(Dataset records about object locations)
----

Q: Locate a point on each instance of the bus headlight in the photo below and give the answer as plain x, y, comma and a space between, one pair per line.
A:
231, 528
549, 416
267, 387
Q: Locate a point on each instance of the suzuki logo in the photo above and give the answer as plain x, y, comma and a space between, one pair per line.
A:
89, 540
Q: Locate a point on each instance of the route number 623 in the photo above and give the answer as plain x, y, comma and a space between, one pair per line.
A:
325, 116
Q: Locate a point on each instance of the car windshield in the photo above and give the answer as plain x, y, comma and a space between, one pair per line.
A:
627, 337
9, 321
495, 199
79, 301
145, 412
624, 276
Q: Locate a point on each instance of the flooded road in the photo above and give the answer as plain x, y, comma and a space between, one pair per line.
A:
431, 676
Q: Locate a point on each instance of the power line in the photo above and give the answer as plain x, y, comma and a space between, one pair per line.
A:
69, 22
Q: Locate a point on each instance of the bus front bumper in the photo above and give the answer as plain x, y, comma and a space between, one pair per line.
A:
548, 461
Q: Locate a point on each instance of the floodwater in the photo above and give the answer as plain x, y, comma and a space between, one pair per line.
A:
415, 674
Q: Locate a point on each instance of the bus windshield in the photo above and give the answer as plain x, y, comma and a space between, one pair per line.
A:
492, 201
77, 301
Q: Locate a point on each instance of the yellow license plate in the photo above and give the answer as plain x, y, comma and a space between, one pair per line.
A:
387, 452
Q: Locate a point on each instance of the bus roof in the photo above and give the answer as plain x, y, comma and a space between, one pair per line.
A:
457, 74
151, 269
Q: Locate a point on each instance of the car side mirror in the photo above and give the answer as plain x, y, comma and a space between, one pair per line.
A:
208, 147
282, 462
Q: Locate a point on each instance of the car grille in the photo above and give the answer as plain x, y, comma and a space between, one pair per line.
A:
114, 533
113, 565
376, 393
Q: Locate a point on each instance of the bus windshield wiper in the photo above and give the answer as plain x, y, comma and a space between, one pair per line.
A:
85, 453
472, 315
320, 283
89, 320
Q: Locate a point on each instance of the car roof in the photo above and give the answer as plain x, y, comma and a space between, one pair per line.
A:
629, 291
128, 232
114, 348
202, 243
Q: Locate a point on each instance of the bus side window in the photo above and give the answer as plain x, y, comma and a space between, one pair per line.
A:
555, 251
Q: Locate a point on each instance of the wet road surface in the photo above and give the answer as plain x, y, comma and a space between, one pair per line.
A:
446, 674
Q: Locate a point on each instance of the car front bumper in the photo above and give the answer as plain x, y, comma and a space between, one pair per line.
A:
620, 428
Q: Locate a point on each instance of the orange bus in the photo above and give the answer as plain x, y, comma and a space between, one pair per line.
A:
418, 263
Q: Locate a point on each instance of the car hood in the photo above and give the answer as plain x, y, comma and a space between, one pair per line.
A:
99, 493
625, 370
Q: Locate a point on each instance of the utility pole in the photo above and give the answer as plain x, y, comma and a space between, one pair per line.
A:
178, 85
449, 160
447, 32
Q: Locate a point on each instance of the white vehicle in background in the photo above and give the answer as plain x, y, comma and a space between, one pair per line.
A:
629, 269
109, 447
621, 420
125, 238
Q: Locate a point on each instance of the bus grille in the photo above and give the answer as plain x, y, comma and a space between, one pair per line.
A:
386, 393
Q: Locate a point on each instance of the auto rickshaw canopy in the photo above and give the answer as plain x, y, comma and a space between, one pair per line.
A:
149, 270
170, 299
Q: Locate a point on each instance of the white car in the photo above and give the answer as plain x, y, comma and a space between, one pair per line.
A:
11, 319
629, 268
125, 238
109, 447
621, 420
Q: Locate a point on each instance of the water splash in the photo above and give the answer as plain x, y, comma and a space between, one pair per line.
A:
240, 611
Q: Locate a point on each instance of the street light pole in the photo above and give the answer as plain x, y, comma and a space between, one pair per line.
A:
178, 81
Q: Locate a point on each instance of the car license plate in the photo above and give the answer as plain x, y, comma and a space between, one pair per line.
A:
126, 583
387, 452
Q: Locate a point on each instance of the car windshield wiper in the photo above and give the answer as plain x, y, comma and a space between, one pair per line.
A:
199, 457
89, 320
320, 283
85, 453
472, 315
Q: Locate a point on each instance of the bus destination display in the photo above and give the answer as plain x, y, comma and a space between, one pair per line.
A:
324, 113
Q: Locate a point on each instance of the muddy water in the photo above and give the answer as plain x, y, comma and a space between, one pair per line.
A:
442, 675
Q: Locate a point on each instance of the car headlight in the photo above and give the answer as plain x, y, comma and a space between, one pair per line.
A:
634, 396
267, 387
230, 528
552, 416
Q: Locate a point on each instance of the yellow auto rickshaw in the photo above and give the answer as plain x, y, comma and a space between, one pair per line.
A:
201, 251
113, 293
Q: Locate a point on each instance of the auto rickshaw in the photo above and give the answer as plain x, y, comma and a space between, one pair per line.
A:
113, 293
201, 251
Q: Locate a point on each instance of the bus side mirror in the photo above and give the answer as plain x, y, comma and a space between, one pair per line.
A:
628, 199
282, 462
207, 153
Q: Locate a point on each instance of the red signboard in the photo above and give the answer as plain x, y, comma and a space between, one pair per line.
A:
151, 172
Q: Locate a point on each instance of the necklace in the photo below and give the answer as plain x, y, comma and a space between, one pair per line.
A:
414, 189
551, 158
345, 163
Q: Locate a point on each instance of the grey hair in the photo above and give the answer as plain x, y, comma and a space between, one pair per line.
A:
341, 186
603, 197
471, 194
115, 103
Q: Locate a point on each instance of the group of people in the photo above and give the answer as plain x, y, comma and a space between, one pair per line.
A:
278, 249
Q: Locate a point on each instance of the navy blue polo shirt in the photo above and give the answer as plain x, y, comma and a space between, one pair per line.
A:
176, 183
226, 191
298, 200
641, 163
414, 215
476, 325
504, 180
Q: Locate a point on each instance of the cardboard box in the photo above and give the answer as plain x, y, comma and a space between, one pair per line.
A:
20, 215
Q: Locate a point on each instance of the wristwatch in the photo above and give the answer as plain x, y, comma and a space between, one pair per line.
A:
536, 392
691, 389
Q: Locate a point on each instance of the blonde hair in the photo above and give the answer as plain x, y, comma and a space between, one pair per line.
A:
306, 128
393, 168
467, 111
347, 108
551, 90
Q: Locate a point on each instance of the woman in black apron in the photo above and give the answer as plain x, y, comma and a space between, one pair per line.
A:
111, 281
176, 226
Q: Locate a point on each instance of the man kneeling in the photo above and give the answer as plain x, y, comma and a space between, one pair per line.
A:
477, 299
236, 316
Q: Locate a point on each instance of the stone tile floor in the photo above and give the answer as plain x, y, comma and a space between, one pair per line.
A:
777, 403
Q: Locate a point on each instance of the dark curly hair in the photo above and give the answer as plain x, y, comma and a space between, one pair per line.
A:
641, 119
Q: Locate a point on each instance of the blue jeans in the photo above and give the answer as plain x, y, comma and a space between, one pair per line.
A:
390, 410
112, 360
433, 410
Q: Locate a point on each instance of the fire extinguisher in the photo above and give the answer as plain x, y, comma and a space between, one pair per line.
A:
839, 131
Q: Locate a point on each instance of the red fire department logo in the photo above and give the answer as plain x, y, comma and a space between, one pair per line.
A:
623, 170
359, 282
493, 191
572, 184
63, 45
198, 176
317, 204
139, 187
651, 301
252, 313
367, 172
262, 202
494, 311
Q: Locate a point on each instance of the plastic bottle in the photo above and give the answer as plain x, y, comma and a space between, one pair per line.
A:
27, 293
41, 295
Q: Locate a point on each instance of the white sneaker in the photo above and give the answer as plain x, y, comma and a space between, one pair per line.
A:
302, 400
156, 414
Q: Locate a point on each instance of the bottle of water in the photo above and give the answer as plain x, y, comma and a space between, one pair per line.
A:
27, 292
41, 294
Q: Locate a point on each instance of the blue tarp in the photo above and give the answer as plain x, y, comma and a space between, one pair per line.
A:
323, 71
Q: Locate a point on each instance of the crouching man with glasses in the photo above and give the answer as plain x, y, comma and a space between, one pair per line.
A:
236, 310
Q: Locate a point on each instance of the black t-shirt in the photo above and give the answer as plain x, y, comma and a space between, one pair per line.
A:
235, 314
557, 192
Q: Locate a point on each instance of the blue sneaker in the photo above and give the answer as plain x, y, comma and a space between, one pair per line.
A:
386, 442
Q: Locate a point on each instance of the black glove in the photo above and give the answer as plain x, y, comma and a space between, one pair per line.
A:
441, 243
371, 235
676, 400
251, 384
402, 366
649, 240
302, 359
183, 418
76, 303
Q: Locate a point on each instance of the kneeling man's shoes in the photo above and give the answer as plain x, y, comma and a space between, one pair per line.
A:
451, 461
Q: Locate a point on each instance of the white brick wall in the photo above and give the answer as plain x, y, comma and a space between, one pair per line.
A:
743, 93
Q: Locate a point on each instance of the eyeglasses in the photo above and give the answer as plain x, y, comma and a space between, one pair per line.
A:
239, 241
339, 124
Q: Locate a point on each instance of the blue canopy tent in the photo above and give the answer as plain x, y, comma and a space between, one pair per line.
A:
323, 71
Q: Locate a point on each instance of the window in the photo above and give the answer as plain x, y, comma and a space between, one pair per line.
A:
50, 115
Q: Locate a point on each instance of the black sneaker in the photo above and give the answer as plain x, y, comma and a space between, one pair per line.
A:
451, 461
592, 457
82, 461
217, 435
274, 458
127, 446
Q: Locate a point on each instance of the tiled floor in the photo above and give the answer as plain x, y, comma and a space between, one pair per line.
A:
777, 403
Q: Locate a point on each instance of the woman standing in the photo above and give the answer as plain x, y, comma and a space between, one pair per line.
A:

----

Aim => Retype nothing except the lines from the line holding "Q: Locate a point on each instance of the blue sneaker" through the last line of the entries, both included.

Written answer =>
Q: Locate a point on each instance of the blue sneaker in the photo above and give the answer as plain x, y, comma and a space between, one pair per line.
A:
386, 442
Q: Locate a point on each instance of the black glove in the photo above and give the answer as plain x, y, comma and a space between, one pair per line.
A:
441, 243
371, 235
676, 400
251, 384
402, 366
649, 240
302, 359
183, 418
76, 303
Q: Locate a point on each instance of the kneeling man's shoes in the photo above and give the answer as plain x, y, comma and a space between, one pair per line.
A:
451, 461
Q: Locate a point on each instance of the white brick wall in the photo above and give the answer as plain x, y, comma and a space between, one pair per line.
A:
743, 93
Q: Locate a point on each instance of the eyeglasses in the photo above and give the answer as plain x, y, comma and a space between, one pair per line.
A:
239, 241
339, 124
Q: Locate a point on each instance of the blue canopy tent in the photo above and give the answer as plain x, y, comma and a space between, one pair per line.
A:
323, 71
Q: Locate a point on each instance of the window in the photo above and give the answer as plain x, y, comma and a space between, one pair per line.
A:
50, 115
Q: Locate a point on each instance of the black sneaker in the photo above and give the answer as plain x, y, comma and a space between, one pair per line.
A:
451, 461
592, 457
82, 461
217, 435
274, 458
127, 446
Q: Locate a point on each instance of the tiled floor in the photo above and give the answer as plain x, y, comma and a space between, one pair per line.
A:
777, 403
Q: Locate a point on each instance of the woman standing in the photo above and give the answer as plain x, y, comma and a space between, one pair per line.
A:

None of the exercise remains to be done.